Could you give the records below again exactly, without the pictures?
##### The data
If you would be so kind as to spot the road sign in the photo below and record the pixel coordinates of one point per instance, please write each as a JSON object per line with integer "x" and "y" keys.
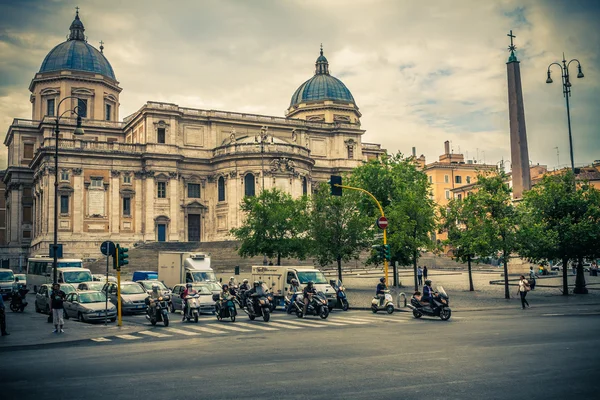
{"x": 382, "y": 222}
{"x": 107, "y": 248}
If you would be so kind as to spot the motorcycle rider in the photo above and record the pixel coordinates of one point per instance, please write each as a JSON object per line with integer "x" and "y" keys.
{"x": 380, "y": 291}
{"x": 308, "y": 292}
{"x": 189, "y": 291}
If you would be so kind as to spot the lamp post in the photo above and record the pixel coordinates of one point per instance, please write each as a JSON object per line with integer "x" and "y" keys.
{"x": 564, "y": 68}
{"x": 78, "y": 131}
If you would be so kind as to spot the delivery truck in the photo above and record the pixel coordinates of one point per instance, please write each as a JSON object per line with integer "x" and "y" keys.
{"x": 176, "y": 267}
{"x": 278, "y": 278}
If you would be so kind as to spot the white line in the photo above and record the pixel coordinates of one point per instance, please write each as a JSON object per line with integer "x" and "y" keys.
{"x": 101, "y": 340}
{"x": 256, "y": 326}
{"x": 181, "y": 331}
{"x": 154, "y": 334}
{"x": 128, "y": 337}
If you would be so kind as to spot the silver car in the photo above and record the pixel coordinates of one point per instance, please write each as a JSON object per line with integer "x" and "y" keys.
{"x": 89, "y": 306}
{"x": 133, "y": 296}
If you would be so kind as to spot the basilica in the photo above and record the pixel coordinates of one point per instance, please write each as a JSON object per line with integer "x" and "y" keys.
{"x": 166, "y": 172}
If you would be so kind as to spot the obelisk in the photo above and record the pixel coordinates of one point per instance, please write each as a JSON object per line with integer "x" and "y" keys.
{"x": 521, "y": 178}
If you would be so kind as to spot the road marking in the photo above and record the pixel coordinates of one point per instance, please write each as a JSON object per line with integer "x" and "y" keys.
{"x": 154, "y": 334}
{"x": 256, "y": 326}
{"x": 101, "y": 340}
{"x": 128, "y": 337}
{"x": 181, "y": 331}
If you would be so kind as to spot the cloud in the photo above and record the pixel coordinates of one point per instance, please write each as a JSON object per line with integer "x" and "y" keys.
{"x": 421, "y": 73}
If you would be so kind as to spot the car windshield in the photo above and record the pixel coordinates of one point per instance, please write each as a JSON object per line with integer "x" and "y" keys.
{"x": 95, "y": 297}
{"x": 7, "y": 276}
{"x": 132, "y": 288}
{"x": 77, "y": 276}
{"x": 203, "y": 276}
{"x": 316, "y": 276}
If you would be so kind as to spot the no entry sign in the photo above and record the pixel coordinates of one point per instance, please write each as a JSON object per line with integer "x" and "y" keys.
{"x": 382, "y": 222}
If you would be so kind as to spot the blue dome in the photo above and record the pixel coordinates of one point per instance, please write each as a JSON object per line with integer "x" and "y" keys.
{"x": 77, "y": 55}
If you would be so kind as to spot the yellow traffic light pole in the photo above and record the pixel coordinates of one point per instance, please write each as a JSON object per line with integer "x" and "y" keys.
{"x": 385, "y": 263}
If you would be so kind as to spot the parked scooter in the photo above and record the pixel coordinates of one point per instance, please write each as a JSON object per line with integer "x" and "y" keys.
{"x": 18, "y": 302}
{"x": 317, "y": 306}
{"x": 192, "y": 307}
{"x": 342, "y": 300}
{"x": 385, "y": 304}
{"x": 158, "y": 310}
{"x": 440, "y": 306}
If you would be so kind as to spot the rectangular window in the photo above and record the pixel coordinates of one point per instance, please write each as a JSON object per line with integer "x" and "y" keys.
{"x": 193, "y": 190}
{"x": 82, "y": 108}
{"x": 162, "y": 190}
{"x": 161, "y": 135}
{"x": 126, "y": 206}
{"x": 64, "y": 204}
{"x": 50, "y": 107}
{"x": 28, "y": 151}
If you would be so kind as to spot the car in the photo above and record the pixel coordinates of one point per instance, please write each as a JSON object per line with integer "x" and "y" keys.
{"x": 133, "y": 296}
{"x": 42, "y": 297}
{"x": 88, "y": 306}
{"x": 93, "y": 285}
{"x": 207, "y": 304}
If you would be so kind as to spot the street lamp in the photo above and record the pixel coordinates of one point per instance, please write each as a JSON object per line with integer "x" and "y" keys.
{"x": 567, "y": 93}
{"x": 78, "y": 131}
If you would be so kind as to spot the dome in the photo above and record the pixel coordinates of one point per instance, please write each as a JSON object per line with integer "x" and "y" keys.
{"x": 322, "y": 86}
{"x": 77, "y": 55}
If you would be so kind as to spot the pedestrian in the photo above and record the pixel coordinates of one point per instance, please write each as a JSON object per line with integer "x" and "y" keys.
##########
Result of this exercise
If you would be so kind as to spot the road sign in the photo below and record the pixel coordinates of one point per instance, please write each as a JSON object per line with integer "x" and "y" keys.
{"x": 382, "y": 222}
{"x": 107, "y": 248}
If you would be so kind as to spot the motorcycle rider in the photo above and record the pixel coordinates of one point per instance, please write each as a JSON object per line with integer "x" and "y" keys.
{"x": 380, "y": 291}
{"x": 308, "y": 292}
{"x": 189, "y": 291}
If you would be so kind as to spot the lamp post in the photo above and record the pixel coordinates of one point per instance, please write each as a JSON object per line with integer "x" and "y" keys.
{"x": 564, "y": 68}
{"x": 78, "y": 131}
If you would be so kind as to spot the delivery truck in the photo above and record the pixel coordinates of one point per instance, please write each as a JSON object per line with integer "x" and "y" keys.
{"x": 176, "y": 267}
{"x": 278, "y": 278}
If you would be so kind as to spot the white line in the photo above and record the pixel coordinates of one point per instance, please write each as a JSON object per line with integer "x" and "y" keys.
{"x": 101, "y": 340}
{"x": 256, "y": 326}
{"x": 181, "y": 331}
{"x": 154, "y": 334}
{"x": 128, "y": 337}
If you would be so kind as to spot the silver car in the photo above and record the pixel coordinates of one point per instance, please write each as a JSON object per line with integer "x" and "y" keys.
{"x": 89, "y": 306}
{"x": 133, "y": 296}
If you would be so kind as to spot the basilica in the photo above and record the pixel coordinates of one point per instance, please write each as a JSON object per line with integer "x" and "y" keys.
{"x": 166, "y": 172}
If you would be so kind as to spot the obelisk in the photo above and record the pixel coordinates of one point per instance, please write each as a JSON object per line with integer "x" and "y" keys.
{"x": 521, "y": 178}
If you would be so kind as to spot the road marking in the photo above and record the pixel coordinates of one point per instance, please write each as a JSON object per line with integer "x" and "y" keys.
{"x": 154, "y": 334}
{"x": 256, "y": 326}
{"x": 101, "y": 340}
{"x": 128, "y": 337}
{"x": 181, "y": 331}
If you would be so kind as to spot the cloud in the photo above and record the pixel coordinates of one point per instance, please write each as a JSON object per line with integer "x" and "y" keys.
{"x": 421, "y": 73}
If you would be so kind as to spot the car windshield in the photo above and record the pixel coordinates of one point per instance, please write each as a JSON object per line with integer "x" and "y" keys.
{"x": 95, "y": 297}
{"x": 7, "y": 276}
{"x": 132, "y": 288}
{"x": 77, "y": 276}
{"x": 203, "y": 276}
{"x": 316, "y": 276}
If you would be so kind as to spot the no entry sign in the photo above and record the pixel coordinates of one point per instance, please write each as a JSON object per line with integer "x" and "y" keys.
{"x": 382, "y": 222}
If you would be so kind as to spot the blue dome in the photo above and record the pixel coordinates of one point per instance, please write each as a JSON object per line with integer "x" and "y" keys.
{"x": 77, "y": 55}
If you would be so kind as to spot the yellow traffic light pole in the photo above and record the pixel coordinates of one point per instance, please write each as a JSON object per line with integer "x" and "y" keys.
{"x": 385, "y": 263}
If you would be so kind as to spot the parked scooter in the photo above and record the pixel coordinates of one point per instance, please write each as a JSON object per line with integer "x" and "y" keys.
{"x": 18, "y": 302}
{"x": 317, "y": 306}
{"x": 192, "y": 307}
{"x": 342, "y": 300}
{"x": 385, "y": 304}
{"x": 158, "y": 310}
{"x": 440, "y": 306}
If you would be so kind as to spot the rectangular window in the photo above and record the pixel coordinates of one point per instance, please write each as a JSON object per line with integer "x" and "y" keys.
{"x": 193, "y": 190}
{"x": 82, "y": 108}
{"x": 162, "y": 190}
{"x": 161, "y": 135}
{"x": 126, "y": 206}
{"x": 64, "y": 204}
{"x": 50, "y": 107}
{"x": 28, "y": 151}
If you would be so kind as to spot the car in the photo above and record the pixel coordinates of one point per instance, please write each as a JSON object per line with integer "x" and "y" keys.
{"x": 133, "y": 296}
{"x": 42, "y": 297}
{"x": 88, "y": 306}
{"x": 93, "y": 285}
{"x": 207, "y": 304}
If you would be so kind as to spot the street lamp in the photo above and record the pixel coordinates of one point per instance, please write each as a JSON object per line with integer "x" and "y" keys.
{"x": 567, "y": 93}
{"x": 78, "y": 131}
If you would be so kind as to spot the dome in the photo above and record the pixel coordinates of one point per instance, please write each as a JSON object per line with integer "x" and "y" keys.
{"x": 322, "y": 86}
{"x": 77, "y": 55}
If you would be so kind as to spot the pedestrian in the photo above and record the pixel coordinates of one point per instance, please write each as a JSON object per line with integer "x" and "y" keys.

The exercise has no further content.